Aim -
Quote the passage of the terms and conditions below between "5. If call-off" and "our reasonable discretion.", inclusive.

Text provided -
1. Our deliveries, performances and offers are made exclusively on the basis of our General Terms and Conditions of Business in the version valid for the time being.Through the placing of a contract, these Terms and Conditions are accepted. General Terms and Conditions of Business of the Customer are only validly agreed in so far as they are brought to our attention in due time and in so far as they contradict neither individual contractual nor the following conditions. Our Terms and Conditions of Business also apply for future transactions, even if no express reference is made to the same, in so far as they have been sent to the Customer in the case of a contract confirmed by us. 

2. Offers are always made subject to a right of withdrawal of the same and a non-binding basis. A contract of supply comes into being only through our confirmation of contract, which also determines exclusively the object of the performance to be provided by ourselves. Excesses or short-falls in deliveries resultant from manufacturing processes up to 6% of the quantity stated in the confirmation of contract are permissible without the agreed item price being changed. 

3. Offers, samples, drafts, plans, quotations and similar documents remain our property. They are to be treated confidentially and we retain copyright in the same. Through the payment of the costs for tools or similar items, the Customer does not acquire any right to transfer of ownership in these objects. 

4. Delivery times are only binding if their binding nature has been confirmed by us in writing. If the performance of a contract requires action on the part of the Customer, the delivery period shall only begin to run when this action has been taken. The Customer may not derive any rights from our failure to keep confirmed time limits if the failure to keep the time limit was beyond our control, in particular, for instance, in the event of Force Majeure, industrial dispute measures, delays in transport, break-downs in the production process or such like for which we are not at fault. 

Part deliveries are permissible. In so far as we are responsible for the failure to meet a time limit for which we have given a binding commitment and are in this respect guilty neither of gross negligence nor of deliberate intent, the Customer is entitled to cancel the contract after setting a reasonable extension of time; the assertion of a claim for any damage arising on account of the delay shall be restricted in its amount to 20% of the invoice value of the deliveries and performances affected by the delay; no further-reaching claims exist. Until the Customer has fulfilled his contractual obligations, he may not assert claims deriving from delayed delivery. Should the Customer be in default of a payment obligation existing towards ourselves, we may refuse to make delivery for the period of the default, also in relation to other contracts. 

5. If call-off contracts are not called off within 12 months of placement of the contract, we shall be entitled, at our option, in relation to the quantities not called off to deliver such quantities or to cancel the contract, either in whole or in part. The Customer shall be obliged to reimburse the damage arising from the failure to fulfil the contract, in particular in relation to the raw materials and semi-manufactured products already purchased or finished by us. 

6. Our prices are quoted in EURO ex works exclusive of packaging. The minimum merchandise value amounts to EURO 800 net. When using materials the price of which is determined by market quotations, we shall be entitled to adjust the agreed price. In the case of customised items for which we cannot calculate the costs in advance, we shall be entitled to determine the price in accordance with our reasonable discretion. 

7. We always dispatch goods- even in the case of deliveries which are made carriage made - at the risk of the recipient. Our obligation of delivery is deemed to have been fulfilled as soon as the goods are transferred to the carrier or as soon as they have left the works.

Material provided -
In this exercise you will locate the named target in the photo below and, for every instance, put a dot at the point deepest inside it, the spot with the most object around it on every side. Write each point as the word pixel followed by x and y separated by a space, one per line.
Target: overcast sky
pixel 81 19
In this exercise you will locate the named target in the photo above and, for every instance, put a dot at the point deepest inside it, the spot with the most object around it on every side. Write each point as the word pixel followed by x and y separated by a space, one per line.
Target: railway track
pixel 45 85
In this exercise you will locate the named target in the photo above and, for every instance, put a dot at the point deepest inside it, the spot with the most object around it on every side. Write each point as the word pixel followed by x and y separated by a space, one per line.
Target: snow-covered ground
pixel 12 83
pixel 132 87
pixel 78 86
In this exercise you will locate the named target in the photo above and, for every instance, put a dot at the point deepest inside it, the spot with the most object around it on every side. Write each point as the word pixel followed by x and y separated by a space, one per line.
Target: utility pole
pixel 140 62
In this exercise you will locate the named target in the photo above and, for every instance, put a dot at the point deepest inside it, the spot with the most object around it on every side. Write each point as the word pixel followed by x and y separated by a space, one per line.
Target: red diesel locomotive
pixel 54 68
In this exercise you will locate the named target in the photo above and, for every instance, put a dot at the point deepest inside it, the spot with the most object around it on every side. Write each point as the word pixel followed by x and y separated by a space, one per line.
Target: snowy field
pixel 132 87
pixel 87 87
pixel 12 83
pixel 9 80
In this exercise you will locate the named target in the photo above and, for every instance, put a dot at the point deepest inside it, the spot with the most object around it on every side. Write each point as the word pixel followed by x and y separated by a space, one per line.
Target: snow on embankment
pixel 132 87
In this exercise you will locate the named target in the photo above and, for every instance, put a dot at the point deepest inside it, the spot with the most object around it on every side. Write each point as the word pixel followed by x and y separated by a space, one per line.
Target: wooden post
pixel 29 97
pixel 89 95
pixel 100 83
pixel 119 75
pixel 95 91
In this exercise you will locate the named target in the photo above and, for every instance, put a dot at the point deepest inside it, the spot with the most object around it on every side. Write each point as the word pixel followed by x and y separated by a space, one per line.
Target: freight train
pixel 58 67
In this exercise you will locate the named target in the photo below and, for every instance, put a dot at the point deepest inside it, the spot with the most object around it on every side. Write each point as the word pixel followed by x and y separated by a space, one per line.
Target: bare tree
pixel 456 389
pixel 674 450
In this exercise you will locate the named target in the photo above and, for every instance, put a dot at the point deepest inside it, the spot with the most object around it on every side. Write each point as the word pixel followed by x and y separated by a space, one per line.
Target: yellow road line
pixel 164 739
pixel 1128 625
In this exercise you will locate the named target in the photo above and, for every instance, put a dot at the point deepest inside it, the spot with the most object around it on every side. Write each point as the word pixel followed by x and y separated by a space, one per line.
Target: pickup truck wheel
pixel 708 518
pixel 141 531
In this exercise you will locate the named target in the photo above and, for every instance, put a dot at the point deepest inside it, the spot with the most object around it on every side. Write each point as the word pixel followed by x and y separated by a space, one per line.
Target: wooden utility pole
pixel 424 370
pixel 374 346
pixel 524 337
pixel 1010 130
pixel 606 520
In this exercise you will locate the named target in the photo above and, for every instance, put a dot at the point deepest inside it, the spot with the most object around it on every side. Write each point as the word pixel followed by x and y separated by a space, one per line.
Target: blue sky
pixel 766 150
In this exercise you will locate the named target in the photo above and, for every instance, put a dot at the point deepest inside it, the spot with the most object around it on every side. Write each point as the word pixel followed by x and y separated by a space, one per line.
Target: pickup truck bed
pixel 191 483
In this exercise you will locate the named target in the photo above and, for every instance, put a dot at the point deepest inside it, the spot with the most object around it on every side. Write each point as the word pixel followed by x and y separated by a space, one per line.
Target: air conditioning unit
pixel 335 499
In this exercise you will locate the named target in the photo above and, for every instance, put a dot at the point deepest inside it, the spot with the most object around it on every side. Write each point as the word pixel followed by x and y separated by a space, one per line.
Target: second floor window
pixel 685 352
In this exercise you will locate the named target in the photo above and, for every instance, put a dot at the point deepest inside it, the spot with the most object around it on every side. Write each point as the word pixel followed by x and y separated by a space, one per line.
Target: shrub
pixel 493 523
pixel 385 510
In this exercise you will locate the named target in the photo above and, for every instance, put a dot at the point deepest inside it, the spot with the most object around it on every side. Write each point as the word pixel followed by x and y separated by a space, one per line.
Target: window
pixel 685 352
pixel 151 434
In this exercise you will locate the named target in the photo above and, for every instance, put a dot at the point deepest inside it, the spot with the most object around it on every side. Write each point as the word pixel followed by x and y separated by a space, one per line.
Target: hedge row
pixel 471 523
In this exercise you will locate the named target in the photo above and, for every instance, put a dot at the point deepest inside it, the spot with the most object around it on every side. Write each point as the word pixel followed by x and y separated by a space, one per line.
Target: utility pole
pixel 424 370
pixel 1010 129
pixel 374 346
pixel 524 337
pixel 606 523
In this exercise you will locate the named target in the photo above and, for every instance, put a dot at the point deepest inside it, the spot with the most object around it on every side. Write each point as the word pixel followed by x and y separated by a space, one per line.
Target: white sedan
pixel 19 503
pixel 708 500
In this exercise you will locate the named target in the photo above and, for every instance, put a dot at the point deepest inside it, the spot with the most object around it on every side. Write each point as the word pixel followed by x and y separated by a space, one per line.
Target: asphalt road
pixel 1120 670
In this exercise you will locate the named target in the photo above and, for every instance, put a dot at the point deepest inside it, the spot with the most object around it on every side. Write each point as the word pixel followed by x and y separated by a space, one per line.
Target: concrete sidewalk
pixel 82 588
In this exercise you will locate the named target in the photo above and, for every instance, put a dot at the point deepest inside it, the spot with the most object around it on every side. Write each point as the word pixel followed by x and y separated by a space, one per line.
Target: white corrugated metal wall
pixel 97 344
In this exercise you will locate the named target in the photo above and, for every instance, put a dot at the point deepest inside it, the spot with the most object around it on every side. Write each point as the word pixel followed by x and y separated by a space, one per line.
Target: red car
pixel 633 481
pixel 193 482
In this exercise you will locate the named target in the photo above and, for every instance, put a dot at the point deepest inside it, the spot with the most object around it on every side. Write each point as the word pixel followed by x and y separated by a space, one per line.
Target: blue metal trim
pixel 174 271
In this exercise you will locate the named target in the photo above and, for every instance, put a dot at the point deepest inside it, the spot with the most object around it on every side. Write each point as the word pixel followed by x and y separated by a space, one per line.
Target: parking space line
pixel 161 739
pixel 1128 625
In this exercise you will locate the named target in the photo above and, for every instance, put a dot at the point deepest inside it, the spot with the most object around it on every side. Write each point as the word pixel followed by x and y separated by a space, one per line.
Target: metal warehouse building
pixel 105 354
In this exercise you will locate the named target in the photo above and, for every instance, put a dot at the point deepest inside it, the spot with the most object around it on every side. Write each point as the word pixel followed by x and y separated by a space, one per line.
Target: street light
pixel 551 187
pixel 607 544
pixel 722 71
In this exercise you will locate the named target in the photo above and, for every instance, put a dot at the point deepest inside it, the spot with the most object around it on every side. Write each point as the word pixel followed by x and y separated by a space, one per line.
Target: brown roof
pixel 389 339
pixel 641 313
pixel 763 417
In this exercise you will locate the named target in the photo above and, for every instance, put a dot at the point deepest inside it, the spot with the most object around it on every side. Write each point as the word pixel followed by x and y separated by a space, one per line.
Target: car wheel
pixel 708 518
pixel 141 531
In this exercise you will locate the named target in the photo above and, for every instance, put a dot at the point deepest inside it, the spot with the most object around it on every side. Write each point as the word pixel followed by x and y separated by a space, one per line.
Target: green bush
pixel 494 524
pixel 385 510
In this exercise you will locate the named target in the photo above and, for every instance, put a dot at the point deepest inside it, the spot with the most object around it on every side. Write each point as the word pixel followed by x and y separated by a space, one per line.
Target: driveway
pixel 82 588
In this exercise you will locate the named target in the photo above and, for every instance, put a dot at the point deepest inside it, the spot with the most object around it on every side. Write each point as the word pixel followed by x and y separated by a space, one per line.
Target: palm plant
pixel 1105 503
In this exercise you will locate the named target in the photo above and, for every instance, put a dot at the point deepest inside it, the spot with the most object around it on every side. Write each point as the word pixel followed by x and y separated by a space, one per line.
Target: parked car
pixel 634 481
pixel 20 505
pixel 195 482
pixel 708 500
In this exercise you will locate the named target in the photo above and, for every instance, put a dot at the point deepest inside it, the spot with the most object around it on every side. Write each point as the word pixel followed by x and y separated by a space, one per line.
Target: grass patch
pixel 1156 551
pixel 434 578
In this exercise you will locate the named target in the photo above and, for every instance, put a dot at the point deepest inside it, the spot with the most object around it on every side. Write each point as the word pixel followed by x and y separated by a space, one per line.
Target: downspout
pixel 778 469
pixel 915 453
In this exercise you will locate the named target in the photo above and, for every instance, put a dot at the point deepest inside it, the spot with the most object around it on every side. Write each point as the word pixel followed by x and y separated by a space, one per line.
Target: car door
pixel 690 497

Answer to the exercise -
5. If call-off contracts are not called off within 12 months of placement of the contract, we shall be entitled, at our option, in relation to the quantities not called off to deliver such quantities or to cancel the contract, either in whole or in part. The Customer shall be obliged to reimburse the damage arising from the failure to fulfil the contract, in particular in relation to the raw materials and semi-manufactured products already purchased or finished by us. 

6. Our prices are quoted in EURO ex works exclusive of packaging. The minimum merchandise value amounts to EURO 800 net. When using materials the price of which is determined by market quotations, we shall be entitled to adjust the agreed price. In the case of customised items for which we cannot calculate the costs in advance, we shall be entitled to determine the price in accordance with our reasonable discretion.